> _List of tasks_:
(a) Answer these questions using the introduction on the Eternal Subordination of the Son debate:
(i) In what year did Dee Parsons alert the author to leaders promoting ESS?
(ii) Which organization did the leaders advancing ESS to support their complementarian model belong to?
(iii) At which seminary was Owen Strachan a theology professor before he left?
(b) Write the next part of the introduction on the Eternal Subordination of the Son debate, picking up after its final sentence.

> _Text excerpt_:
————

Introduction
Over the course of my life, I’ve observed a wide spectrum of the evangelical world, and even some fringe groups, and even cults. While I’ve never been in a cult, I have been in churches that proved to be on the fringe. In those cases, I managed to get out “while the gettin’ was good”, before the implosion went down.
But here’s the thing: one of the telltale signs of a movement that is in danger of going off the reservation–or has already moved off the reservation–is abandonment of the fundamental understanding of the Trinity.
I realize that the Trinity is difficult–arguably impossible–to comprehend from the standpoint of our temporal, finite frame of reference. So being confounded by the complexity of it is understandable. On the other hand, if you’re going to be a minister or a teacher, you need to have a good understanding of Trinitarian theology, and that includes an appreciation for the amount of thought that the Early Church fathers put into articulating a Biblical understanding of the nature and character of God, one which culminated in the Nicene Creed.
The point I’m making here: when someone comes up with a novel articulation of the Trinity, you need to be very wary.
So, in 2016, when Dee Parsons alerted me to some high-flying complementarian leaders who were promoting the doctrine of Eternal Subordination of the Son (ESS, also known as Eternal Functional Subordination, or EFS*), I was immediately very skeptical of this doctrine.
Why was I skeptical?
- In almost 1,600 years post-Nicea, which includes Medieval scholars, schisms, Reformation scholars, many Councils, and post-Reformation scholarship, the most iconic theologians never articulated such an understanding of the Trinity, and in fact they specifically rejected any premise of eternal subordination of the Son.
- Particular leaders within the Council on Biblical Manhood and Womanhood (CBMW) were advancing ESS in order to provide theological support for their complementarian model for gender relations. While I identify as a patriarch–I believe that the husband is head of the wife as Christ is head of the Church, and that 1 Timothy 2 generally precludes women from eldership in the Church–I have a serious problem when people create God in their own image in order to justify their position. And that is exactly what the ESS proponents at CBMW were doing.
In the years since, I’ve kept the ESS debate on my radar. Also, during that time, I started reading some of the Nicene and Post-Nicene theologians, just to see what their takes were. What was really poignant: many of the arguments that the Arians made at the time–and the responses of the Nicene crowd–sounded eerily similar to the ESS debate today.
In more recent years, the ESS debate has heated up, with Bruce Ware, Wayne Grudem, Denny Burk, and Owen Strachan–of the CBMW–advancing the case for ESS. Ware and Burk are professors at The Southern Baptist Theological Seminary (Burk is at Boyce Bible College, which is part of SBTS), and Strachan was a theology professor at Midwestern Baptist Theological Seminary (he left MBTS this past Spring to take on a position at a different seminary).
I also noticed some pastors in local churches advancing ESS. I warned one of them–whom I know–to RUN from ESS, and gave him a mach 5 version of why it is a very bad doctrine. Five years from now, he will either be thanking me or wishing he’d listened to me.

————

> _Supplied material_:
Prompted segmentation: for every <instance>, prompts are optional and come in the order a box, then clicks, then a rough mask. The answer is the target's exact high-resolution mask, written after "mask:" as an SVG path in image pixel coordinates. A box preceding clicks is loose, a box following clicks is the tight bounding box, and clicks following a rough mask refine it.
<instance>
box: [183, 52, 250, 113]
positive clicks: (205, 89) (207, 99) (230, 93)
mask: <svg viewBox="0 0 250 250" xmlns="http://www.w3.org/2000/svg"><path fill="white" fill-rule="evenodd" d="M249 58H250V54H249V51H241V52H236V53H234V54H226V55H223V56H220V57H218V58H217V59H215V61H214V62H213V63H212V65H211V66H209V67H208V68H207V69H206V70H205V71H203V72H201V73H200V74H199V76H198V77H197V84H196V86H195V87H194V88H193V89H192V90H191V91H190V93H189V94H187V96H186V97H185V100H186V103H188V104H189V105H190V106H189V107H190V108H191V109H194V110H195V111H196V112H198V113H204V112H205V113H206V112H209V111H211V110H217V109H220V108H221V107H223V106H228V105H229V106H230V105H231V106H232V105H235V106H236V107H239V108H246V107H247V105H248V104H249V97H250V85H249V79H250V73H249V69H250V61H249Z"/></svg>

————

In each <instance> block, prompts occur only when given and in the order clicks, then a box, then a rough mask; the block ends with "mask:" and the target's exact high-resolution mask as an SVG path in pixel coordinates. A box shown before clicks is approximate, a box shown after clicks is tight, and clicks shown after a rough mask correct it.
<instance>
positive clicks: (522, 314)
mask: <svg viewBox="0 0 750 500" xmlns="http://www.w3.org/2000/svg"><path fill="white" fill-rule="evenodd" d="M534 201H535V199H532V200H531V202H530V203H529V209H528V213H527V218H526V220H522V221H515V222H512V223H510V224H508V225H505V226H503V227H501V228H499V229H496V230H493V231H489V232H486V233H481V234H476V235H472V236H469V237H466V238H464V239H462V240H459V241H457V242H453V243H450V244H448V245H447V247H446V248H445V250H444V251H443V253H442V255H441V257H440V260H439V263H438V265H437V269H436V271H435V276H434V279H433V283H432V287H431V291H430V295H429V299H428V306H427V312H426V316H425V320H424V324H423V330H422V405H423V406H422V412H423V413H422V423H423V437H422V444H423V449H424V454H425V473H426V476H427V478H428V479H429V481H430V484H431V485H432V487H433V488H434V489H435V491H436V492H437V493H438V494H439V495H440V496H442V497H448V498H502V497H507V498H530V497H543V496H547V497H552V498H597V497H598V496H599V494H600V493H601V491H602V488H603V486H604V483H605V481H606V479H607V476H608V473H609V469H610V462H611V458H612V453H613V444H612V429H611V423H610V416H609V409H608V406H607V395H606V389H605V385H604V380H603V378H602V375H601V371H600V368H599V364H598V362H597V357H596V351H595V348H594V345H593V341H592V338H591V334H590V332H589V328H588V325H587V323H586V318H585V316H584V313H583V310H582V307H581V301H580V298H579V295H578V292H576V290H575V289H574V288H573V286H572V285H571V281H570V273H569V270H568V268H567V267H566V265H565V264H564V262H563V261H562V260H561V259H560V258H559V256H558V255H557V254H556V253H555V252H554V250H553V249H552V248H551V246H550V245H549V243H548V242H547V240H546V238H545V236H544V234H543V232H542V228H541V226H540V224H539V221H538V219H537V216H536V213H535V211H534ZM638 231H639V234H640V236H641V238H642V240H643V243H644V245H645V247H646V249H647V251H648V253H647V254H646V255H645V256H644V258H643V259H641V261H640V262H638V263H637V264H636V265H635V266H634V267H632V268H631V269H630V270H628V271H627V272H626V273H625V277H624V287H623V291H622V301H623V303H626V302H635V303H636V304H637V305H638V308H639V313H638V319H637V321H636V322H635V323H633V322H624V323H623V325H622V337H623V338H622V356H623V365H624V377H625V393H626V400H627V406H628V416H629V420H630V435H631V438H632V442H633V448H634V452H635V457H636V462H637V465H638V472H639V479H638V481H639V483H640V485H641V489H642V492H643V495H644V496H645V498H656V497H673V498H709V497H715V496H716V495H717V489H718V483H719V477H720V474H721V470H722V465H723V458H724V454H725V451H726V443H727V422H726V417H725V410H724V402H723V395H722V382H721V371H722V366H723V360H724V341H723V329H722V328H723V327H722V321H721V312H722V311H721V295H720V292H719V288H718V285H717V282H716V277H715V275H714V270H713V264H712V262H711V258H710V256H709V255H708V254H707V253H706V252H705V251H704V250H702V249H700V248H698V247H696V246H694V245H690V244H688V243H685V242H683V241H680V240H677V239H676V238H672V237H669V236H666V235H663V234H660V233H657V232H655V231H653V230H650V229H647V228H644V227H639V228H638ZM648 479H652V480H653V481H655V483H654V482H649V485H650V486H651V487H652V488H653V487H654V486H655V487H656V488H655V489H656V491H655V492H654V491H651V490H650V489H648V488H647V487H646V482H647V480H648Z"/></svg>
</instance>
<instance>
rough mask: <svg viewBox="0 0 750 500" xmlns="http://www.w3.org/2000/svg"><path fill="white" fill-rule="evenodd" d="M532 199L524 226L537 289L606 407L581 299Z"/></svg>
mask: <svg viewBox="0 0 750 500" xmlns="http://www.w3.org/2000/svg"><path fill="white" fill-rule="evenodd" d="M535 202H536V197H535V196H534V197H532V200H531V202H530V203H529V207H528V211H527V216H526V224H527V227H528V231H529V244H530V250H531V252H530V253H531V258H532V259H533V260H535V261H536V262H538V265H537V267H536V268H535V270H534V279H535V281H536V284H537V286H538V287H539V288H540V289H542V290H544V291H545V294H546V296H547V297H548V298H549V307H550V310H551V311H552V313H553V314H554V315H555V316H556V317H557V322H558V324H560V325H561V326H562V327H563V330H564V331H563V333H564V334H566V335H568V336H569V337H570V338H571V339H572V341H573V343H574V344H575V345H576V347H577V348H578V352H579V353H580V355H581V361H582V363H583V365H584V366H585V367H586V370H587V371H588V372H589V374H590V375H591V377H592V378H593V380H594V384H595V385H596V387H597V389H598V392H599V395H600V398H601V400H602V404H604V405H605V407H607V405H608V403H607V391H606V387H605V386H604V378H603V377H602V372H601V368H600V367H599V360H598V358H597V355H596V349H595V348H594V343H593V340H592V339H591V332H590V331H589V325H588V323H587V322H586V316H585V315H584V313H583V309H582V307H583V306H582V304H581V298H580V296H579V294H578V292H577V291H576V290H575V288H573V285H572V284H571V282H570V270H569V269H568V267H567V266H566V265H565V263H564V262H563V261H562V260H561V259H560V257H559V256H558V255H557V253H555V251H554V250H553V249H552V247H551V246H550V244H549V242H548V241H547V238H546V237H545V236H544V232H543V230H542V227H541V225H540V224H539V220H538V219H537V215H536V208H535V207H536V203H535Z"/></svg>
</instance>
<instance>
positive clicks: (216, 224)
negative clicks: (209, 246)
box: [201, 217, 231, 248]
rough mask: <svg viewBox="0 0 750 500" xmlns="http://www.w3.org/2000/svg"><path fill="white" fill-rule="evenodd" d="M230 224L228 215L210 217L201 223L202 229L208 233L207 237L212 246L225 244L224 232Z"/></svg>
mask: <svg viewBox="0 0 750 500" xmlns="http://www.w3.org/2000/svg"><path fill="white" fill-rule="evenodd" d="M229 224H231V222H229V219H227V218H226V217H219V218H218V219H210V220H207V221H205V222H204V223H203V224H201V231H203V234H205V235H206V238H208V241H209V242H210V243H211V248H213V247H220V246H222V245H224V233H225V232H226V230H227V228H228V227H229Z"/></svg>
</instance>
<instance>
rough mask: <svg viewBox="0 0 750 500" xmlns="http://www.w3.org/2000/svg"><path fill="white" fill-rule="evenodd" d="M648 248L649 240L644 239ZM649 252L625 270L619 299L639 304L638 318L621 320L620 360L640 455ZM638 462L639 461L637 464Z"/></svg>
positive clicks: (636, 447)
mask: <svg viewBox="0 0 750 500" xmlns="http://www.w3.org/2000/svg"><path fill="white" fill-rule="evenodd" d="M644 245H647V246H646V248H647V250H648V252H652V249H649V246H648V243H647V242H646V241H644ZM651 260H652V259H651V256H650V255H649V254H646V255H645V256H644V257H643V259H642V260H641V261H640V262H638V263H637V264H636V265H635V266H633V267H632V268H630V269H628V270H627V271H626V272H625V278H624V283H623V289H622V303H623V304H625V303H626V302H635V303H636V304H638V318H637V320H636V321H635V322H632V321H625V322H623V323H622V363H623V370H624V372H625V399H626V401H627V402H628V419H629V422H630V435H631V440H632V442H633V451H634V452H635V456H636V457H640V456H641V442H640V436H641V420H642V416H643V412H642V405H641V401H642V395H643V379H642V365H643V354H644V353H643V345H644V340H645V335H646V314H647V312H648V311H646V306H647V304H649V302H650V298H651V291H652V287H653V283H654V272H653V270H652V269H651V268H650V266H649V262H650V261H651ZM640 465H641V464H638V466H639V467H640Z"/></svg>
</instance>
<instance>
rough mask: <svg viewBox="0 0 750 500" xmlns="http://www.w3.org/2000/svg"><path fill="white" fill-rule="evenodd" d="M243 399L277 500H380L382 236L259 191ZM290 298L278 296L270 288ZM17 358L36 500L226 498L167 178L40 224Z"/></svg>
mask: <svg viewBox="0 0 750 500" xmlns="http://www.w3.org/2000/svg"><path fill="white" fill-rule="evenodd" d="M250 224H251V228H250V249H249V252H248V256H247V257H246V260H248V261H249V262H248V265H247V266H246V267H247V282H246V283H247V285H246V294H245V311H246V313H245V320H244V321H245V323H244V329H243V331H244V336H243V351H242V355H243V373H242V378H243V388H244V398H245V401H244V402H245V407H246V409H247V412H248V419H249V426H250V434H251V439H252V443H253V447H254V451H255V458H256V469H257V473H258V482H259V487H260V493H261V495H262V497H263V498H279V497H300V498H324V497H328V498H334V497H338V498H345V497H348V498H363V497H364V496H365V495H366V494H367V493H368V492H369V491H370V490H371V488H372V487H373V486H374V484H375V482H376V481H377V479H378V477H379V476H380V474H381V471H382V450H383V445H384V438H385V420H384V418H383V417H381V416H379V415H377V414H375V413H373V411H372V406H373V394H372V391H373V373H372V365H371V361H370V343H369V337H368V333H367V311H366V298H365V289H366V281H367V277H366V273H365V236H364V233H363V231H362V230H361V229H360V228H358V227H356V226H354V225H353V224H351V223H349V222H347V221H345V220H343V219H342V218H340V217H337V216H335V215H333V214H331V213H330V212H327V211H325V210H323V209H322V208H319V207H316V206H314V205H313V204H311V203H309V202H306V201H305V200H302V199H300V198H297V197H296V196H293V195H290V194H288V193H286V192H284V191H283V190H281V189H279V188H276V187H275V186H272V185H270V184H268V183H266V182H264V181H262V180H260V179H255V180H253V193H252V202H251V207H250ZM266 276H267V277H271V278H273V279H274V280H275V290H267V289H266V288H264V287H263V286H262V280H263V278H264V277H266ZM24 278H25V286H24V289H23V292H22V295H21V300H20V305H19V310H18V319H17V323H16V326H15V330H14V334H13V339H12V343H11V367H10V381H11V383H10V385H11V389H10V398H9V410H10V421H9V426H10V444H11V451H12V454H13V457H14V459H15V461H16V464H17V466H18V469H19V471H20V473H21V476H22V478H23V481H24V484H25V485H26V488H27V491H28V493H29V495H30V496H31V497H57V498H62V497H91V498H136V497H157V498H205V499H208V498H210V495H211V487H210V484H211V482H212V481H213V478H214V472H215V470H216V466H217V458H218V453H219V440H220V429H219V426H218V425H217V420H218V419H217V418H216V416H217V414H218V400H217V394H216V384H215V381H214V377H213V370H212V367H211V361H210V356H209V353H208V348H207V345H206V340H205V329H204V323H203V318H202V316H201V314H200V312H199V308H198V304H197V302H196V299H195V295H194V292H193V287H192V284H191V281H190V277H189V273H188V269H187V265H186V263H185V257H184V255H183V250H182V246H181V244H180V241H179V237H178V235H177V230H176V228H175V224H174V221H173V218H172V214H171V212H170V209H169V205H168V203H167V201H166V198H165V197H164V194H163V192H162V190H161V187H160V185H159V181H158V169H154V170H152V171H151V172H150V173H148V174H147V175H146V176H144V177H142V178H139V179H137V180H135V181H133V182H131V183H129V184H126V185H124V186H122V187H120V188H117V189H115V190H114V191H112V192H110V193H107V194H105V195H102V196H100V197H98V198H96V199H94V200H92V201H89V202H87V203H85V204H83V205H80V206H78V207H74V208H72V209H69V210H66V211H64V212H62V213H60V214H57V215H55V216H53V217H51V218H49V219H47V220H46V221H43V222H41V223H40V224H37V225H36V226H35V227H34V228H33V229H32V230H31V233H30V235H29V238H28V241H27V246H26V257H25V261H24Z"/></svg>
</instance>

————

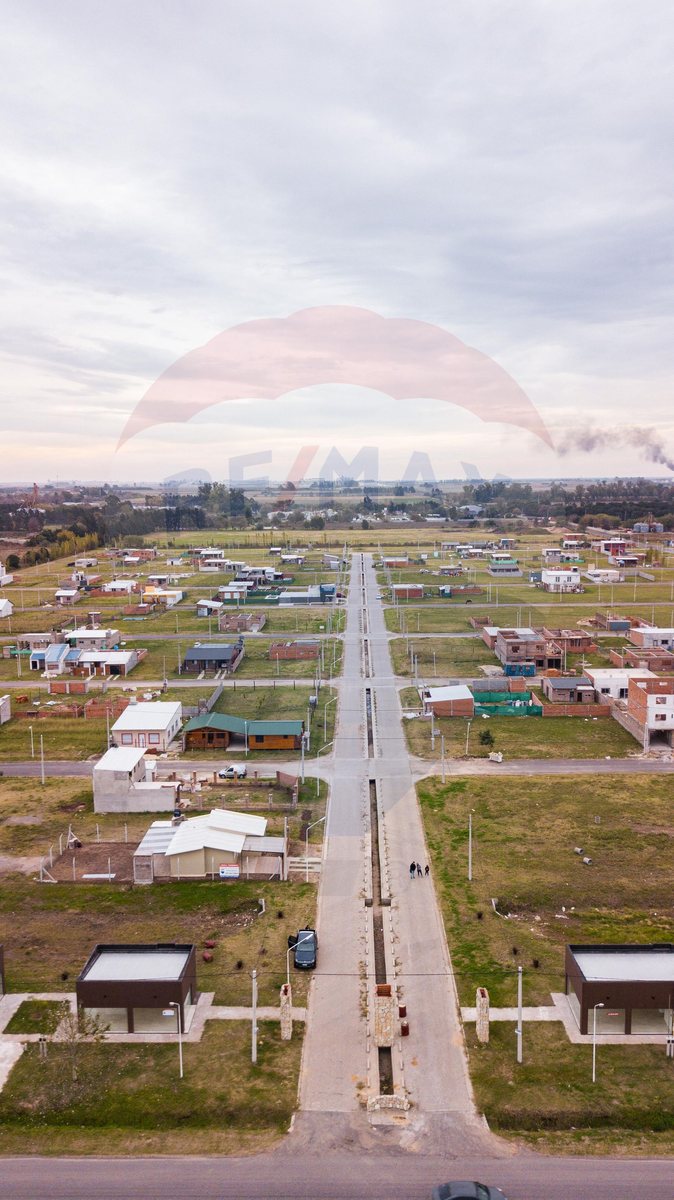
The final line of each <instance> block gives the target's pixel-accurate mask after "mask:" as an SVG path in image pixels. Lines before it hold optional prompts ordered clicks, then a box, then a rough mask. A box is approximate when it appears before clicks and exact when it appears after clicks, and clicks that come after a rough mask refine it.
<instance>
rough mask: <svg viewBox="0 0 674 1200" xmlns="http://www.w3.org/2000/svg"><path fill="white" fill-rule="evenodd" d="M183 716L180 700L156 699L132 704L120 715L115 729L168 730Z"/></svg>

————

> _Expected results_:
(a)
(i) 2016
(ii) The Council on Biblical Manhood and Womanhood (CBMW)
(iii) Midwestern Baptist Theological Seminary (MBTS)

(b)
One of the reasons that ESS has taken hold in evangelical circles is that, at the ground level, Baptists and evangelicals don’t really understand the Trinity. Ministers barely get it, if at all. And most laypersons are totally clueless. Fact is, if I started talking about ESS to the average guy in my church experiences, they would look at me like a deer in the headlights. That has left a Church situation that is very susceptible to neo-Trinitarian heresy.
Enter Matthew Barrett, a theology professor at MBTS.
Barrett, who was once a student of Bruce Ware during his student days at SBTS, began to pick up on some of the neo-Trinitarian ideas coming from Ware and his camp. As a theology professor, he did his homework.
The fruit of that labor–Simply Trinity–is both an excellent primer on Trinitarian theology, and a theological and exegetical case against ESS.
In ST, Barrett does an excellent job highlighting some key concepts that form the bedrock for understanding the Trinity:
- (a) eternal relations of origin;
- (b) eternal generation;
- (c) the difference between the immanant Trinity (the ontological nature and character of God) and economic Trinity (the expression of the Trinity toward the created order, especially in the economy of salvation); and
- (d) simplicity: the premise that God is not made of parts, that God is one divine essence.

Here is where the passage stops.